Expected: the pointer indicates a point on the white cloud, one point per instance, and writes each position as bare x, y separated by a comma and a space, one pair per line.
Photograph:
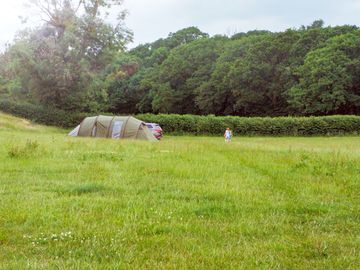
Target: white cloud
153, 19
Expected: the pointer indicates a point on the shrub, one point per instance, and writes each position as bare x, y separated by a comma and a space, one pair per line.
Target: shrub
251, 126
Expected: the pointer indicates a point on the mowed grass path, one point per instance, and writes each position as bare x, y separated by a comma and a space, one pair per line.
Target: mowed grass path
182, 203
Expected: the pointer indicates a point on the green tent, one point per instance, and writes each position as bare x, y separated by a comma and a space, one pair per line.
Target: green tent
117, 127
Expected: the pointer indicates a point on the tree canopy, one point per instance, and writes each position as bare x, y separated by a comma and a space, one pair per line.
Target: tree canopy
77, 62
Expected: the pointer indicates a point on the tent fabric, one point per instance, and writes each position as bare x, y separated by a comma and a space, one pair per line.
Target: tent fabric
118, 127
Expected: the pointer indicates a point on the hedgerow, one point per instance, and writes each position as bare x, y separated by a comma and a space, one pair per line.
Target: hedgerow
204, 125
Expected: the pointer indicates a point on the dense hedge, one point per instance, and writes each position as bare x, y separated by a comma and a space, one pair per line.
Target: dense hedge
204, 125
279, 126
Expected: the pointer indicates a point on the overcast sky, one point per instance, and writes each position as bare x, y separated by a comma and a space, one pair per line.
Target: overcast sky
152, 19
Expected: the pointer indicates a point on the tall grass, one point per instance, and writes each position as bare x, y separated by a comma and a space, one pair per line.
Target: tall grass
185, 202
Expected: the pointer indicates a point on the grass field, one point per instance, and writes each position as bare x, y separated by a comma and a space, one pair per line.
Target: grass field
182, 203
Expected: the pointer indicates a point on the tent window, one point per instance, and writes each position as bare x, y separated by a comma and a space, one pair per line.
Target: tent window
93, 132
75, 131
116, 133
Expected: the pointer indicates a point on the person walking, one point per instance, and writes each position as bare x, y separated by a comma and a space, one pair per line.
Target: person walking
228, 135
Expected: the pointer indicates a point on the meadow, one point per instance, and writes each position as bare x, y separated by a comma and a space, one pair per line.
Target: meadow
182, 203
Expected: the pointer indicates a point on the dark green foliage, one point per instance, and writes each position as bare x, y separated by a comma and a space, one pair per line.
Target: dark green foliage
42, 115
251, 126
310, 71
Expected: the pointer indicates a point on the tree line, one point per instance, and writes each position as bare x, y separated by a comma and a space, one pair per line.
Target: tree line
77, 62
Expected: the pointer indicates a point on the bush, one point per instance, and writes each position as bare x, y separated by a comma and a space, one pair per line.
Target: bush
262, 126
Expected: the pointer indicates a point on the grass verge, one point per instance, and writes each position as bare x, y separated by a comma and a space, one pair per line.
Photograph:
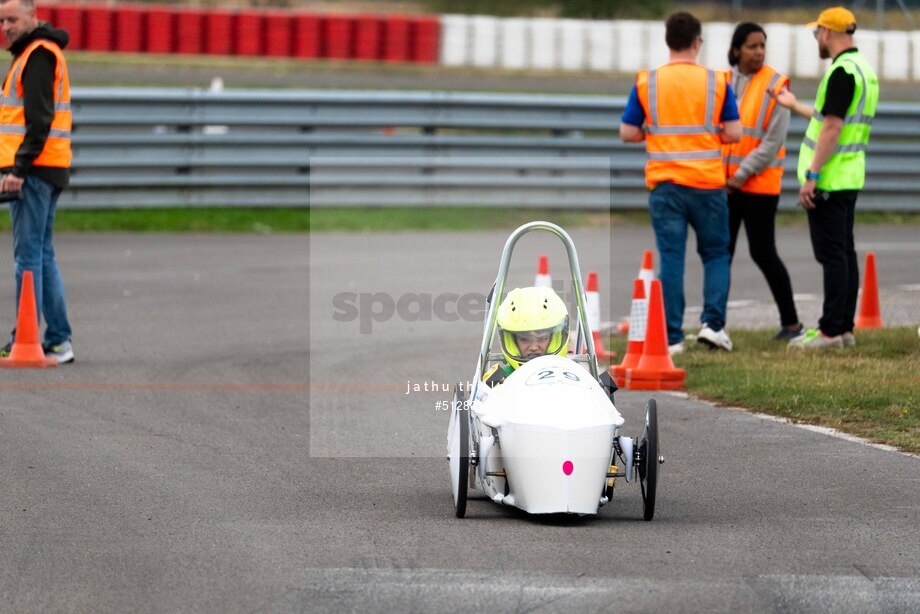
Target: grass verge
389, 219
872, 390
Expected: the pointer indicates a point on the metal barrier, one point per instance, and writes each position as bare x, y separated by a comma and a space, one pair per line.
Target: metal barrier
157, 148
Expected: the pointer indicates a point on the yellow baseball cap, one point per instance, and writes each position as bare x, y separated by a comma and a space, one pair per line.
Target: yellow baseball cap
837, 19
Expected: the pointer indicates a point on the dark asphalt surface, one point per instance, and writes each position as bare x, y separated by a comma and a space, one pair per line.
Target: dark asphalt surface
190, 71
224, 444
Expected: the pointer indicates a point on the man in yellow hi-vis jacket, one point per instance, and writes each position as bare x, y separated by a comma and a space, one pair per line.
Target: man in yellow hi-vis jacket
35, 154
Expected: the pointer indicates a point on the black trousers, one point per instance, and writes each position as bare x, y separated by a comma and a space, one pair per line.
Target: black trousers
758, 212
831, 226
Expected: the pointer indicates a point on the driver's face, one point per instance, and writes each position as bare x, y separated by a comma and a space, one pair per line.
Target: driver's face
532, 345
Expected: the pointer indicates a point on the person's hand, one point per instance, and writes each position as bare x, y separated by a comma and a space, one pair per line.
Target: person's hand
807, 194
784, 98
11, 183
732, 184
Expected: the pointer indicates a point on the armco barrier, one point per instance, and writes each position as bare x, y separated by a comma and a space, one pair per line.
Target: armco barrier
161, 31
151, 148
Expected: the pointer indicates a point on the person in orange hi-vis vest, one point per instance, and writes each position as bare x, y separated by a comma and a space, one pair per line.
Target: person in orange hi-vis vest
685, 112
754, 166
35, 155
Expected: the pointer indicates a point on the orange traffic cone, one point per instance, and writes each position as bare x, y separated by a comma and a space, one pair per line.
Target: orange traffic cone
869, 314
656, 370
27, 349
593, 309
646, 274
542, 279
638, 313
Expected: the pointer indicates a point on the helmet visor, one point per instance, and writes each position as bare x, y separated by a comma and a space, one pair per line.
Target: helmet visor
522, 346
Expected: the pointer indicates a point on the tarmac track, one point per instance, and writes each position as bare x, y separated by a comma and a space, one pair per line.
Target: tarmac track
223, 443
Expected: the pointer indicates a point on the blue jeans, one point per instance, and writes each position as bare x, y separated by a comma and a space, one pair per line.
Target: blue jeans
672, 206
33, 223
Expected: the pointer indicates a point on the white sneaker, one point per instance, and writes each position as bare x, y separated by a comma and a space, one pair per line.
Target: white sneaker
62, 352
717, 340
813, 339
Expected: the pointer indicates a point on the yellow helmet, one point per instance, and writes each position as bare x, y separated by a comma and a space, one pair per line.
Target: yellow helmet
532, 310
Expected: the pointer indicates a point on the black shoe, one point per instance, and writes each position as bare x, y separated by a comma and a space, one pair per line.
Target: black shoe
787, 334
61, 352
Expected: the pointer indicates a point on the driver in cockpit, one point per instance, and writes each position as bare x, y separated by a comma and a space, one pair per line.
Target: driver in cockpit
532, 322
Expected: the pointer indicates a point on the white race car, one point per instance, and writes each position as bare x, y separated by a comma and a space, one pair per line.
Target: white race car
547, 439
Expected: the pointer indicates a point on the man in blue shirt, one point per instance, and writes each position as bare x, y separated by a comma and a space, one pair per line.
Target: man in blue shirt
673, 108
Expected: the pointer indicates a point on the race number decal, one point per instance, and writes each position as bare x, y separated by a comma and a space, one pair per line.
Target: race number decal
558, 375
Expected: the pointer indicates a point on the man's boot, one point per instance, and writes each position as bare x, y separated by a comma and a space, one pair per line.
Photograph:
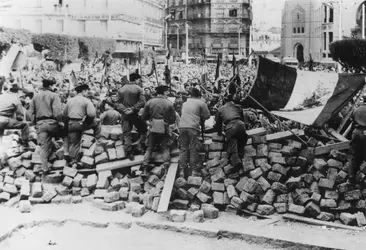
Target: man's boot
196, 173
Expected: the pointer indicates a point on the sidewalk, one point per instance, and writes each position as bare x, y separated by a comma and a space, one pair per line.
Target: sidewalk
281, 234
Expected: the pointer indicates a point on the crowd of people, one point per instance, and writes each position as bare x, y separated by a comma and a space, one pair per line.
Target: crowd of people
64, 104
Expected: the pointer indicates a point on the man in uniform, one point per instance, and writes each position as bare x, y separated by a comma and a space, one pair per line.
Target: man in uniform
160, 112
45, 110
231, 115
129, 101
194, 112
358, 142
110, 116
12, 114
79, 115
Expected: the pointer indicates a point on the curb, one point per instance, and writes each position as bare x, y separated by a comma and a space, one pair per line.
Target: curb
218, 234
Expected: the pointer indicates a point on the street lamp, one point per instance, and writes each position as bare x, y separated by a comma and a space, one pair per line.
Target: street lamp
239, 31
178, 27
340, 20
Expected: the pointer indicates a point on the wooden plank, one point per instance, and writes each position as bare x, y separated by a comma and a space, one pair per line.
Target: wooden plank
120, 164
337, 135
284, 135
256, 131
327, 148
247, 212
157, 157
349, 128
168, 188
319, 222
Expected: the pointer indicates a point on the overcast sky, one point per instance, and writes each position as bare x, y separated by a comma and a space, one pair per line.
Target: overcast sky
267, 12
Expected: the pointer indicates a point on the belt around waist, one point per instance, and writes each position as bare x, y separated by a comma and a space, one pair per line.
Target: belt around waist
45, 118
232, 120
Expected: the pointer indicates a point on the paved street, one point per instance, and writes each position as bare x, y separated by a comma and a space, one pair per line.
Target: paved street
75, 236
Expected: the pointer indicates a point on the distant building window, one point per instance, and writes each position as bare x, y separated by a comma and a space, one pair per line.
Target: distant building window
330, 37
104, 25
220, 12
60, 25
331, 15
18, 24
82, 26
39, 25
233, 13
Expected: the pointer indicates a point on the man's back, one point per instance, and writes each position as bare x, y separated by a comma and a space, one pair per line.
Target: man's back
46, 104
129, 95
78, 107
110, 117
193, 111
159, 108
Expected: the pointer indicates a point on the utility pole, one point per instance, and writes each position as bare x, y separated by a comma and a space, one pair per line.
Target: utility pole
363, 21
178, 27
186, 10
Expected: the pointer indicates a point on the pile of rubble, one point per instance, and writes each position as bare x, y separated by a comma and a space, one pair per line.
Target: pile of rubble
278, 176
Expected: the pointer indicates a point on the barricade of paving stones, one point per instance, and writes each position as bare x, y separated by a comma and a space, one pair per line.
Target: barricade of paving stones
277, 177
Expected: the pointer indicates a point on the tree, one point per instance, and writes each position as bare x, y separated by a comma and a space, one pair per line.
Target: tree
350, 53
10, 36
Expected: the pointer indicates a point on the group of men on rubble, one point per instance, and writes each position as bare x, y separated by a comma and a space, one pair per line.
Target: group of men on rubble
153, 120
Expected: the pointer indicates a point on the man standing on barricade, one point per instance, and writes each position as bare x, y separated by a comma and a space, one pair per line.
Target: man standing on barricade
194, 112
160, 112
130, 99
45, 109
12, 114
79, 115
231, 116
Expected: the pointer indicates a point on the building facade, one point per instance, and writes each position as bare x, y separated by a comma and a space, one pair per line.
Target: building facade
309, 26
133, 24
214, 26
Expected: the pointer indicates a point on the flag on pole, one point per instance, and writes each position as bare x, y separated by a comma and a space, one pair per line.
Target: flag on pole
138, 70
310, 98
204, 70
217, 85
153, 67
234, 64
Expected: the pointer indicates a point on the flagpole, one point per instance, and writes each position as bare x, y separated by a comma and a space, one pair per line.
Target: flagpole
156, 74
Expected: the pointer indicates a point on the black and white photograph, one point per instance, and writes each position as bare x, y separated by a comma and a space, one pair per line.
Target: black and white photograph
182, 124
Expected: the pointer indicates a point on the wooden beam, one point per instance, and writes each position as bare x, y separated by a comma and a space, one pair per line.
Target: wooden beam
120, 164
168, 188
319, 222
327, 148
337, 135
284, 135
256, 131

## Directions for this task:
Word for word, restate the lines of the listing above starting at the line with "Target: paved street" and ending at the line with "Expected: the pointer indicates a point on the building", and nothing outside them.

## Exercise response:
Target: paved street
75, 236
Expected: the pointer indicates a point on the distant building window, one point per instance, and writes each position as bare x, y separated by a comma and a space, one pair per line.
Target: distant building window
330, 37
104, 25
220, 12
60, 25
331, 15
18, 24
82, 26
39, 25
233, 13
Expected: the pointer indicates a point on the man's back, one point per instance, and writes each position as bare x, y separated by a comma and a space, one pair per line.
Target: man's back
46, 104
129, 95
78, 107
110, 117
193, 111
159, 108
Expected: the pointer indicates a point on the utility pole, one point per instance, and writes each position as bare x, y separated by a comma and a space, one pair per line.
Target: utility pole
363, 21
178, 27
186, 10
Expected: the pointer indicates a point on the pile of rubble, one point per instance, and writes each position as bare x, y separated by a comma and a space, one pair per line.
Target: pile of rubble
278, 176
Expected: the pointer indicates a point on the barricade of paving stones, one point per instance, and writes each position as bare x, y separated by a comma and a space, one pair per line.
Target: barricade of paving stones
277, 177
Expected: the pointer indicates a point on the tree, one point per instance, and writes each position as bare x, y separated by a comma and a space, one pair per line.
Target: tree
350, 53
10, 36
Expected: the pointer indicates a point on the group of men on rubble, one point per instance, and writes each position as bare x, y separated by a comma and a space, one pair per line.
Target: group of men on rubble
153, 120
Expected: the pointer indicates a point on the man standing on barricade, one point per instance, and writes each position as bare x, y separated by a comma and a space, one pair per line.
Target: man standing on barricade
194, 112
160, 112
130, 99
45, 109
12, 114
79, 115
231, 116
Expected: the pointer indicates a point on the building facade, one point per instance, and writes each position as bare x, y separated by a comma and a space, one pair per line.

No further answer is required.